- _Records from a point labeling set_
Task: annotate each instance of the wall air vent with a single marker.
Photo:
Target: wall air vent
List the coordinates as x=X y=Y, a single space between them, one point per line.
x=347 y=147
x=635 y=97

- _What to do_
Recast the data above as a Markdown table with two columns, No. and Text, putting each non-blank line in its own row numbered in order.

- _Result of this exercise_
| No. | Text |
|---|---|
| 1 | Task: annotate each instance of the wall air vent with a single marker. |
| 2 | Photo: |
| 3 | Target: wall air vent |
| 4 | List the coordinates as x=X y=Y, a single space between them, one point per line. |
| 5 | x=347 y=147 |
| 6 | x=635 y=97 |